Top of STUDY TEXT

Best Chair Exercises for People with Disabilities
1. Chest Squeeze
This is an easy and effective chest workout at home. Sit up straight, contracting your ab muscles to support your back. Push your palms together with continuous pressure and extend out away from your chest until your arms are nearly straight. Slowly pull your hands back in towards your chest, squeeze your shoulder blades together, and repeat. Ready for a challenge? Hold a rubber ball or a medicine ball for a harder workout.
2. Chest Press
Wrap a resistance band around your wheelchair or a chair you are sitting into a workout just below the level of your shoulder blades. Hold the resistance band so there is no slack when your arms are at a 90-degree angle. Extend the band out and hold for three seconds before retracting your arms again. Remember, keep your core engaged to support the muscles in your lower back to avoid injury.
3. Captain’s Chair Exercises
This one will feel familiar to a lot of you! The Captain’s Chair exercise nearly mimics the movement one would use to adjust yourself in a wheelchair and it is a key move for arm workouts at home. Sit up straight and grab the sides or the front of your seat and push your upper body up – and potentially – off the chair. If you have lower core control, lift your legs up toward your chest as you rise for an extra challenge.

Bottom of STUDY TEXT
Top of LISTED RECORDS

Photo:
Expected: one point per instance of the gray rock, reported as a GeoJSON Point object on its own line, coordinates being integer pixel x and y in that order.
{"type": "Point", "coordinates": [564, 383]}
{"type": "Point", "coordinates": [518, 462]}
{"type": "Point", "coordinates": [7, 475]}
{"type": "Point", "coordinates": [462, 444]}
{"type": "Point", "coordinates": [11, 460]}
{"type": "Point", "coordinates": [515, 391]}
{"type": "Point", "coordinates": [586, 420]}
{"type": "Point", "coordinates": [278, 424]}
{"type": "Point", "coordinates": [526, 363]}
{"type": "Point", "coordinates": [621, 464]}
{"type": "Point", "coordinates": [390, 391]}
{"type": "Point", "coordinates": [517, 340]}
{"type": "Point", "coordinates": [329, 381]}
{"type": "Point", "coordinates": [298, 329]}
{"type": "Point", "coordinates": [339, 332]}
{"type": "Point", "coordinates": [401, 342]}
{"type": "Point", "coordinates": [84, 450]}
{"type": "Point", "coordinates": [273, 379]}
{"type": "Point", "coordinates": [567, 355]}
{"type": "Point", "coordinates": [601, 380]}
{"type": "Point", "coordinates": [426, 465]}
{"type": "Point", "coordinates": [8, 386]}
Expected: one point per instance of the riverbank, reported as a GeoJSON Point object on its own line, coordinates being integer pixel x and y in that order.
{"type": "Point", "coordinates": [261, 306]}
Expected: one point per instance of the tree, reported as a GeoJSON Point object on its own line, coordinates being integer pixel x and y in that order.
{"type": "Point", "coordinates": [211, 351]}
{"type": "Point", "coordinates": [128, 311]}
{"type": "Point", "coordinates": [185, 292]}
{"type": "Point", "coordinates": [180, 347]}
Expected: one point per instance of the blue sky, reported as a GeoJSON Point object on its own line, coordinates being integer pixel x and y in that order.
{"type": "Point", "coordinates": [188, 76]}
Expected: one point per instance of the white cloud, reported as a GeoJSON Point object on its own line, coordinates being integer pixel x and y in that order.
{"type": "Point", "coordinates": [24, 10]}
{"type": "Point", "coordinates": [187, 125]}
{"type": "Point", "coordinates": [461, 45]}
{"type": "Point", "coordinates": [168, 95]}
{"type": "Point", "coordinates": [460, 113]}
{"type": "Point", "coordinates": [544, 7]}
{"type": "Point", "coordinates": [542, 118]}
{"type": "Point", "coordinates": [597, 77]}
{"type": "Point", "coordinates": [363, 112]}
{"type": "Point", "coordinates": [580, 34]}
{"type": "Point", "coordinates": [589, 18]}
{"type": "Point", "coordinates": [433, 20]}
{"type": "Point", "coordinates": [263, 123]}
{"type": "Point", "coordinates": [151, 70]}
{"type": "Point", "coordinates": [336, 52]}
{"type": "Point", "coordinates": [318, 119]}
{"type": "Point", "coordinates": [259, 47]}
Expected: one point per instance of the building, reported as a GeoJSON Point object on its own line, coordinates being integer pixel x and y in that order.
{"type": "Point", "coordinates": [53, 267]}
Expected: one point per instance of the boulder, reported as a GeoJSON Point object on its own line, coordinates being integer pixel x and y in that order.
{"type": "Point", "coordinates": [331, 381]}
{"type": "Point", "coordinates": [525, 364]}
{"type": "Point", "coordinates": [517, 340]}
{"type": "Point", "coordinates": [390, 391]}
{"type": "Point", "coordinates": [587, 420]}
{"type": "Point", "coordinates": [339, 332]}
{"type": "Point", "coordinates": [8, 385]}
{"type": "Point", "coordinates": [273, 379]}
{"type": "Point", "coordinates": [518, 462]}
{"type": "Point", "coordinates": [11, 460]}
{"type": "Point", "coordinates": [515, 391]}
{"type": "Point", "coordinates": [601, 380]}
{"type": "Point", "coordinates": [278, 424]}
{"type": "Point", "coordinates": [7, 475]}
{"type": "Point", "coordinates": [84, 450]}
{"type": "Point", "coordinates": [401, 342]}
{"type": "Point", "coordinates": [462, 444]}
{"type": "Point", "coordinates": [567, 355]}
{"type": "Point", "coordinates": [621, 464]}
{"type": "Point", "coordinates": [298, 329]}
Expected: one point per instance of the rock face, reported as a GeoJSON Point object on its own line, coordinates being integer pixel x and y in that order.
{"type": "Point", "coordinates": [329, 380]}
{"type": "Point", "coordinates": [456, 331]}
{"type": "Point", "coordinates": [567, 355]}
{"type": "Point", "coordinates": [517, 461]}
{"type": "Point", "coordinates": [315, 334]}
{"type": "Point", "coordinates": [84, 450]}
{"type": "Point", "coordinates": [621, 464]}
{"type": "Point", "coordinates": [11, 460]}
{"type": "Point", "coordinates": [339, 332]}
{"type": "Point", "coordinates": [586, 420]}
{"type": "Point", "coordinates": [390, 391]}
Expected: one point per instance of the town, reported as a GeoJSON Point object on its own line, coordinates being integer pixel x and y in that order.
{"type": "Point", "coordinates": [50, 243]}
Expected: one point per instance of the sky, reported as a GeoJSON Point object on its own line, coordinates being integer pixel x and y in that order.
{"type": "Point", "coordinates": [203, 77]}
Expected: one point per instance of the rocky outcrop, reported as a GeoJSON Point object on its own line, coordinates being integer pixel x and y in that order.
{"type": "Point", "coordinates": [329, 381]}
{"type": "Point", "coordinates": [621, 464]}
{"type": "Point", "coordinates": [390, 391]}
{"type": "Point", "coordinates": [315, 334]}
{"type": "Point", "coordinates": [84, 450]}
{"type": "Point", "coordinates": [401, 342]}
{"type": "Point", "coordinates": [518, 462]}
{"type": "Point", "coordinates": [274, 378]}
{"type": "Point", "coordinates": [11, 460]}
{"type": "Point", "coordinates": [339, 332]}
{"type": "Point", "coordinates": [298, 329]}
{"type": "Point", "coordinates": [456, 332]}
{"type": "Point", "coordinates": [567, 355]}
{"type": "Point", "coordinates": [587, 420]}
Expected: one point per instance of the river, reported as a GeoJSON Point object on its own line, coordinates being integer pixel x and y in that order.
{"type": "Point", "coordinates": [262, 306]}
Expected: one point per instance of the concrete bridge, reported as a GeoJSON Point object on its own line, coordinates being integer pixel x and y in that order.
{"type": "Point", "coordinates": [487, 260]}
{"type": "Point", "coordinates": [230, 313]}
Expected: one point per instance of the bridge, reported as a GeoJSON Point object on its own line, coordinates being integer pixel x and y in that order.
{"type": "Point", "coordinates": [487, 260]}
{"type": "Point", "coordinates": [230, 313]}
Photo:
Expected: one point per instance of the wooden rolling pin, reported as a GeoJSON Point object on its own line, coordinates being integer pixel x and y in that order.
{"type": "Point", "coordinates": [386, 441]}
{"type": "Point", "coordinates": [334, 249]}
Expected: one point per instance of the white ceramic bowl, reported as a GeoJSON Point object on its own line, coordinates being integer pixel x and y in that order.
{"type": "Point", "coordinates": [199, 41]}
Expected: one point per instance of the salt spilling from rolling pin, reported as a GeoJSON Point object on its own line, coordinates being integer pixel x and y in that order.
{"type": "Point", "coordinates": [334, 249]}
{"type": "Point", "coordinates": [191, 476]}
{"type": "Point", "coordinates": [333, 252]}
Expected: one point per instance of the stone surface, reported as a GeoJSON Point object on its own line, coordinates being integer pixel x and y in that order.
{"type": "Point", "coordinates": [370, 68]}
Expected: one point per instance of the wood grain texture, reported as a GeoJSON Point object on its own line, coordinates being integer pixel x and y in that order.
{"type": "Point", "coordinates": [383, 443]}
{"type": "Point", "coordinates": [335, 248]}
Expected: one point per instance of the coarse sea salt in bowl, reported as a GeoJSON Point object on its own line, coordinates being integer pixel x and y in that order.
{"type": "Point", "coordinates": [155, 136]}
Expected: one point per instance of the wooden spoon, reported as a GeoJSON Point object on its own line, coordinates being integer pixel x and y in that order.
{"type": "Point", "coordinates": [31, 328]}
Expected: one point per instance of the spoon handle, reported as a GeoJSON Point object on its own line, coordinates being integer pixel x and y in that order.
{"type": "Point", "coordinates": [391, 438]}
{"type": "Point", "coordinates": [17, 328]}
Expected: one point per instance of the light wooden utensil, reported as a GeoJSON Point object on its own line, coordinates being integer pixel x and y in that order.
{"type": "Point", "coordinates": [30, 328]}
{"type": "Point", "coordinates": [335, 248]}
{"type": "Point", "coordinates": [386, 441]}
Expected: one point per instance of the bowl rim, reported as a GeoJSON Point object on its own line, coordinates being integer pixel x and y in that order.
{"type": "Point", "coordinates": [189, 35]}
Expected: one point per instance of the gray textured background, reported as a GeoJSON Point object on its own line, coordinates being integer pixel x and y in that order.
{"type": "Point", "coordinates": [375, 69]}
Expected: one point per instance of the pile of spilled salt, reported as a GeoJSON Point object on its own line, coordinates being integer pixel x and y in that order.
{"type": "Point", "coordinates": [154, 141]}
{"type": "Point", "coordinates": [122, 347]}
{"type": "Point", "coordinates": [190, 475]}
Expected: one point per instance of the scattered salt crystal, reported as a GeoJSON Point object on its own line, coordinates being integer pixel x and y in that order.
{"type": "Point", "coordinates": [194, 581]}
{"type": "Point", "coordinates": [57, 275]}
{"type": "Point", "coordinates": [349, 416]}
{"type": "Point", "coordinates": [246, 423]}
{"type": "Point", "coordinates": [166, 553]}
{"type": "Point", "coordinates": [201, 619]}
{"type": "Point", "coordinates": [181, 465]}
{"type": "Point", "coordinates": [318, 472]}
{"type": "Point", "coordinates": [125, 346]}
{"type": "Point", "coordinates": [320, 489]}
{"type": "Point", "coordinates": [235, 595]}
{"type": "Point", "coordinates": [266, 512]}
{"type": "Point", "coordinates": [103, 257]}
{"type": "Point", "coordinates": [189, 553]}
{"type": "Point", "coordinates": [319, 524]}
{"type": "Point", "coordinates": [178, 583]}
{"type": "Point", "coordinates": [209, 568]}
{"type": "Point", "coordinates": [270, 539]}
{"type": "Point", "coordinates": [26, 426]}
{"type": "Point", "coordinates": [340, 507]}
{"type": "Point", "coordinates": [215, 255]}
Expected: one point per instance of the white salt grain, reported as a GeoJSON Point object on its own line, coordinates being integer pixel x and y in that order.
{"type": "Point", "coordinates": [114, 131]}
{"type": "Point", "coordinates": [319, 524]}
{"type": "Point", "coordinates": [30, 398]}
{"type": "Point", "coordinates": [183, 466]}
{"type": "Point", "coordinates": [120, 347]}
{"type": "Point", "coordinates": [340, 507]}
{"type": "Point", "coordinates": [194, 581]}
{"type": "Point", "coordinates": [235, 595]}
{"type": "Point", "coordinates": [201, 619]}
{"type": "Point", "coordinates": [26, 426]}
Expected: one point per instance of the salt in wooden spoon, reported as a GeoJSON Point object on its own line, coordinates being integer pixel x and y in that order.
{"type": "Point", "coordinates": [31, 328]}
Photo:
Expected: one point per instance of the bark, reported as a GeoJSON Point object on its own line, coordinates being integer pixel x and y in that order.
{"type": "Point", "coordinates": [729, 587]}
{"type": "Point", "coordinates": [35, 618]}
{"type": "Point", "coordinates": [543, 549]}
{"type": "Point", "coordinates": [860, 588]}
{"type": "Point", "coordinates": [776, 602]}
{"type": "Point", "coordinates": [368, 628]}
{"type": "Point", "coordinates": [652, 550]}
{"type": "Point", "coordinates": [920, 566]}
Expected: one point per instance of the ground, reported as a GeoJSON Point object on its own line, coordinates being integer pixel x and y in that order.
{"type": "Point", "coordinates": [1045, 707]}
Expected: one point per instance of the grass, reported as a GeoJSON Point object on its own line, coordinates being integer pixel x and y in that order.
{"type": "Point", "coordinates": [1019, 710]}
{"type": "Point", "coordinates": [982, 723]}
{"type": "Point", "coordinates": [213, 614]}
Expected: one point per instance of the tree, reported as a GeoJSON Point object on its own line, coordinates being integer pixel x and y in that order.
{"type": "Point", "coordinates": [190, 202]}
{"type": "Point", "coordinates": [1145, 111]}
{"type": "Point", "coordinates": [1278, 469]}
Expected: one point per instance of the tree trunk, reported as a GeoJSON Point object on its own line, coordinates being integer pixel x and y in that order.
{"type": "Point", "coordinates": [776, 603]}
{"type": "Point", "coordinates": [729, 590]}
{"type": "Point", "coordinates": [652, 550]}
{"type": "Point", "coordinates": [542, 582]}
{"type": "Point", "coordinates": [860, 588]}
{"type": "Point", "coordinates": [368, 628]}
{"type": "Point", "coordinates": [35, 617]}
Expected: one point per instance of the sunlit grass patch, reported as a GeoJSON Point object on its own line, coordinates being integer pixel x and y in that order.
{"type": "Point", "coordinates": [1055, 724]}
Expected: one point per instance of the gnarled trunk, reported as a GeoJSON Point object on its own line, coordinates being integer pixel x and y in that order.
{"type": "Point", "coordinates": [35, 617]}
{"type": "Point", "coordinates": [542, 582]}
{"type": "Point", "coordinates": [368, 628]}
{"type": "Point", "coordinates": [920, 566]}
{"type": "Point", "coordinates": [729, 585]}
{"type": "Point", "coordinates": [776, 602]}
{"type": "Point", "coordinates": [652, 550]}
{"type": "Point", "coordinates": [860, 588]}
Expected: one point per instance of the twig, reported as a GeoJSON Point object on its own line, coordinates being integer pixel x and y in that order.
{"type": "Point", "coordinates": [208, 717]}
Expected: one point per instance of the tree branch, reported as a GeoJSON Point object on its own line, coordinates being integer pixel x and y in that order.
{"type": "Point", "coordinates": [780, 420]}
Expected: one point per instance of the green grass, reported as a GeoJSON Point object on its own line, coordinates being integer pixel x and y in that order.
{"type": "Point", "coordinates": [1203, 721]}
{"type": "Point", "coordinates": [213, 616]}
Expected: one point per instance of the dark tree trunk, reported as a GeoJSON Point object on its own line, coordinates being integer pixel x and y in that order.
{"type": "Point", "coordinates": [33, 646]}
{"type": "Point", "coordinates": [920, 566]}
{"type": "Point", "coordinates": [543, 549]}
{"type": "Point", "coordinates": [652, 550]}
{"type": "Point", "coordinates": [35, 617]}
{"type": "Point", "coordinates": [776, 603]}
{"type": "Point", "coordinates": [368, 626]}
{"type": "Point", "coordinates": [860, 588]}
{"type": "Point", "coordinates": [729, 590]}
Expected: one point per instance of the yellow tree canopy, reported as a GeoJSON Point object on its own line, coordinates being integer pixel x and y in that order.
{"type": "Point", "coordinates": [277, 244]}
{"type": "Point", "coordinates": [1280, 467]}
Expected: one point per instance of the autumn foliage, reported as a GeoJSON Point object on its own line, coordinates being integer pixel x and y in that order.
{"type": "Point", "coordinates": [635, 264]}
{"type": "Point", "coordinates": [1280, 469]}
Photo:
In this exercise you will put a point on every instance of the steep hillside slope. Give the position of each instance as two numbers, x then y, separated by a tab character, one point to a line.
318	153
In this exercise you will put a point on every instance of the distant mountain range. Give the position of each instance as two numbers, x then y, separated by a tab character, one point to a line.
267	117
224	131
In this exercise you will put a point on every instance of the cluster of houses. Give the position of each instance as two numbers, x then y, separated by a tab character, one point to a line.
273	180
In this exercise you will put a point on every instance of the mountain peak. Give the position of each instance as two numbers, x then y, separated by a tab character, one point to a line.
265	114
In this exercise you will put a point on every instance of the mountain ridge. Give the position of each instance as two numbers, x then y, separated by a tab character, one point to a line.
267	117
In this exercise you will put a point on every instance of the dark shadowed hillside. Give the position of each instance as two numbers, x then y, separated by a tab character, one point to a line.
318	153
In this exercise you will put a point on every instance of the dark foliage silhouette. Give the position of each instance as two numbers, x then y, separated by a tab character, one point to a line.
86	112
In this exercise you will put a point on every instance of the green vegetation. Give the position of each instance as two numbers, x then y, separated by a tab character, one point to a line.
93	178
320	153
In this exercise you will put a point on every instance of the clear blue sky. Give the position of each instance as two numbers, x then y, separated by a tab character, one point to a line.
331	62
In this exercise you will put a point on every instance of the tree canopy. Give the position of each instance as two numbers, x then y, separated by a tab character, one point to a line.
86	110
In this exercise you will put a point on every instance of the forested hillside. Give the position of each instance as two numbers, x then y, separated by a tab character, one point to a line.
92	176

Bottom of LISTED RECORDS

Extract, word for word, the portion of the chair exercise text above that opens with the words containing "2. Chest Press" and closes with "to avoid injury.".

◆ SOLUTION TO THE EXERCISE:
2. Chest Press
Wrap a resistance band around your wheelchair or a chair you are sitting into a workout just below the level of your shoulder blades. Hold the resistance band so there is no slack when your arms are at a 90-degree angle. Extend the band out and hold for three seconds before retracting your arms again. Remember, keep your core engaged to support the muscles in your lower back to avoid injury.